* TASK *
Please give the new roll number that the blog posts below say was announced.

* TEXT *
******************************
Friday, August 05, 2005

My_new_roll_no % 3 != 0.. still

It's hardly been 3 days after I posted about my joy when I realized that my new roll no was divisible by 3. But now, it's not. Today it was announced that my new roll no is: 200102005 instead. Now, this isn't divisible by 3. The numbers less than 200102005 which divide it are: 5, 43, 215, 930707, 4653535 and 40020401. But the good thing is that of these factors, 3 are prime and 3 are composite. Having 3 prime factors is not bad! And.... if you add 5 to my roll no, it becomes divisible by 3 again. :-) (5 because my dual degree is a 5 year programme and that *should* have a part to play in the calculations.)

Thursday, August 04, 2005

Darwinism, the guiding principle for opensource and blogging

Little did Charles Darwin know about the idea of open source or blogging when he explained about "The Origin of the Species", but the same idea of "survival of the fittest" prevails here as well. That open source is analogous to letting a person choose what profession he wants to be in is the crux. This is because he'll perform the best in the profession he really wants to be, otherwise perish, giving way to better ones.

Accepting open source as a business model might seem foreign to most. "Why do something for free," one might argue. Well, you don't have to. No one forces you to blog. No one forces you to write and distribute open source. The crucial factor here is "force". You can do something best *only* if you truly love it. FULLSTOP. RedHat, supporting the Fedora project, is a gallant example of making money in symbiosis with OpenSource. And we've not even talked of the Google yet. Isn't it a working business model?
******************************
* AVAILABLE DATA *
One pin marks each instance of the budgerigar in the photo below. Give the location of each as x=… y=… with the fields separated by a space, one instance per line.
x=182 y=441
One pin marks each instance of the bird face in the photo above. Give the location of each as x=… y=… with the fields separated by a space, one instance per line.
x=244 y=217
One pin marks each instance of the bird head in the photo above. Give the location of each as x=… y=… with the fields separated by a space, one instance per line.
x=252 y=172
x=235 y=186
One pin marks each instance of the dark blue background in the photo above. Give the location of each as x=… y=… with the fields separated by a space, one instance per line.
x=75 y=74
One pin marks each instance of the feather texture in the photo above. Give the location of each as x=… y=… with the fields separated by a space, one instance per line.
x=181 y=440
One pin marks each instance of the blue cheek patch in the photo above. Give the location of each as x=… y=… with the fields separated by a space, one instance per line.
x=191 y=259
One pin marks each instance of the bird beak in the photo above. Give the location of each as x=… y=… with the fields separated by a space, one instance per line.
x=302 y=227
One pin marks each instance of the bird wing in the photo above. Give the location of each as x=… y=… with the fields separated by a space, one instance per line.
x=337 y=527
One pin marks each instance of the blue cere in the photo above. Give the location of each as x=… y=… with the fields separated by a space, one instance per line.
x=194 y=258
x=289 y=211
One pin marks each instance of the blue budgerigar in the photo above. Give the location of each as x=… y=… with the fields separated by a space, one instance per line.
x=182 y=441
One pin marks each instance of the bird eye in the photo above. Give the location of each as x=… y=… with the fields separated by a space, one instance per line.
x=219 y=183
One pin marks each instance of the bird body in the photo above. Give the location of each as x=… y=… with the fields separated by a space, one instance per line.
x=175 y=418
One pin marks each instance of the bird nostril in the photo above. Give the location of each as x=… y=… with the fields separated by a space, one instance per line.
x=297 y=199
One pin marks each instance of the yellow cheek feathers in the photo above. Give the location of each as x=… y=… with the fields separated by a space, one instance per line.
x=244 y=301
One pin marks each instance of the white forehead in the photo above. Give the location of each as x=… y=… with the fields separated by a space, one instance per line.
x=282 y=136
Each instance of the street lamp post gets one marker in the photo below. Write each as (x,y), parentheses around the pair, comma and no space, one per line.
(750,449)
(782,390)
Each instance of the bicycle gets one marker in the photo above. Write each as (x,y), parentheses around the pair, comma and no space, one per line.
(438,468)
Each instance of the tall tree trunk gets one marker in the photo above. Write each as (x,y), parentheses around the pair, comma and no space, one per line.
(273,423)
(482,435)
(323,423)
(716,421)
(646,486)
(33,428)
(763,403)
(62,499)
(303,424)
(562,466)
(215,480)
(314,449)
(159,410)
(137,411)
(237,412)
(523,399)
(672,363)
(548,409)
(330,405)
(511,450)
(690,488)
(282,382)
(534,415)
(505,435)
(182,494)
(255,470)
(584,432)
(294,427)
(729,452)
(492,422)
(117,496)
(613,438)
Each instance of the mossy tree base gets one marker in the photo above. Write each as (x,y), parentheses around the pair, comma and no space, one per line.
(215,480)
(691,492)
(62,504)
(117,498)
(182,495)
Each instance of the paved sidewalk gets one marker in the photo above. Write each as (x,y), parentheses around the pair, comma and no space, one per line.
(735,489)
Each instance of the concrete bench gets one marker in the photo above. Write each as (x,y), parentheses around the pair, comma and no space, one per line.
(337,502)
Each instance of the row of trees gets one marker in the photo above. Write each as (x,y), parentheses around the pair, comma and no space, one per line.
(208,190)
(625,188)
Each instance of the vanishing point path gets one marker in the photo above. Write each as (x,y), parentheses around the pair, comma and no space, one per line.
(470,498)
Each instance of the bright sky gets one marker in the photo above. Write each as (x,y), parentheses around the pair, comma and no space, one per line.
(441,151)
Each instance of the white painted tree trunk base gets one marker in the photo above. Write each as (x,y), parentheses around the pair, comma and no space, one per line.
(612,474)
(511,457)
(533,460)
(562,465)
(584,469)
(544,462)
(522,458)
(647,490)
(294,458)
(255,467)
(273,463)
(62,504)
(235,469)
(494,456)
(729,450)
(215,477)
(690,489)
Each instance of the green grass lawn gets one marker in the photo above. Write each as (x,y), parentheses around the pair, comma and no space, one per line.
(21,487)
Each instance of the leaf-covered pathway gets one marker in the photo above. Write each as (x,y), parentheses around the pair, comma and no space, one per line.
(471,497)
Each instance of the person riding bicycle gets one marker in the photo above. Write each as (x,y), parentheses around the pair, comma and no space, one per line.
******************************
* ANSWER BELOW *
200102005